## REQUIRED WORK
From the article about the Illinois Supreme Court ruling on prison care settlements, extract word for word everything from "The opinion comes" down to "under the ruling.".

╭─ DOCUMENT SECTION

The Illinois Supreme Court ruled on Friday last week that settlements reached in malpractice claims against companies that provide care for inmates in Illinois prison are in the public record and can be FOIA requested.
The ruling ends a 4 year long battle between Springfield newspaper Illinois Times and the Illinois Department of Corrections after the paper asked for a copy of a settlement reached in the case of Alfonso Franco, a prisoner at Taylorville Correctional Center inmate who died of colon cancer in 2012 after the company contracted by the state of Illinois – Wexford Health Services – failed to provide him adequate care.
The paper initially lost at the local level in the case but the Fourth District Appellate Court and the Illinois Supreme Court ruled otherwise, relying on a clause in the state Freedom of Information Act that states any entity that performs a governmental function is subject to the state’s public records law.
The opinion comes in the midst of litigation by inmates in IDOC, who say that medical care in prisons has been substandard to the point that it violates their constitutional rights. The state’s contract with Wexford, worth $1.4 billion, is set to expire in 2021. The ruling by the Supreme Court now goes beyond just IDOC, but applies to any company performing governmental functions in Illinois who has a lawsuit settlement. Those settlements must now be made public under the ruling.
The court ruling was a 5-1 decision, with Justice Anne Burke taking no part in the case and Justice Mary Jane Theis dissenting. In her dissent, Theis wrote that the majority made an “unwarranted assumption” that a transaction between private parties qualifies as a public record. She also wrote that the settlement was not made with public funds.

╰─
╭─ DATA UNDER STUDY

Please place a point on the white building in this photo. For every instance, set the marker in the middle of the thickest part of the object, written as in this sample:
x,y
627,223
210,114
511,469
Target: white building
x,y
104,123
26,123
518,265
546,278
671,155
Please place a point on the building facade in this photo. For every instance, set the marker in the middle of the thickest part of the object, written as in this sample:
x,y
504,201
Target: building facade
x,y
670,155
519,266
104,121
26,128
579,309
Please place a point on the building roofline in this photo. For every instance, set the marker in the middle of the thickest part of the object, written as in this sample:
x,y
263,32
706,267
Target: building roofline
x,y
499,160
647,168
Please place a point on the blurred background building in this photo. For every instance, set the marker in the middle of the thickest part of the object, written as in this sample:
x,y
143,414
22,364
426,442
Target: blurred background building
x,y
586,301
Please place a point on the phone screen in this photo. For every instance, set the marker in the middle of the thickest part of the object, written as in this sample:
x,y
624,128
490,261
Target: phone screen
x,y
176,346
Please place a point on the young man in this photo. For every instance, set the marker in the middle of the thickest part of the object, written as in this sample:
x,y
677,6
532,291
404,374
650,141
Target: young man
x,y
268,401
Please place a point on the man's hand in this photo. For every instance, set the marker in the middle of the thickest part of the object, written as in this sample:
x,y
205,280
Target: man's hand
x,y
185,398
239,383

╰─

## EXERCISE ANSWER
The opinion comes in the midst of litigation by inmates in IDOC, who say that medical care in prisons has been substandard to the point that it violates their constitutional rights. The state’s contract with Wexford, worth $1.4 billion, is set to expire in 2021. The ruling by the Supreme Court now goes beyond just IDOC, but applies to any company performing governmental functions in Illinois who has a lawsuit settlement. Those settlements must now be made public under the ruling.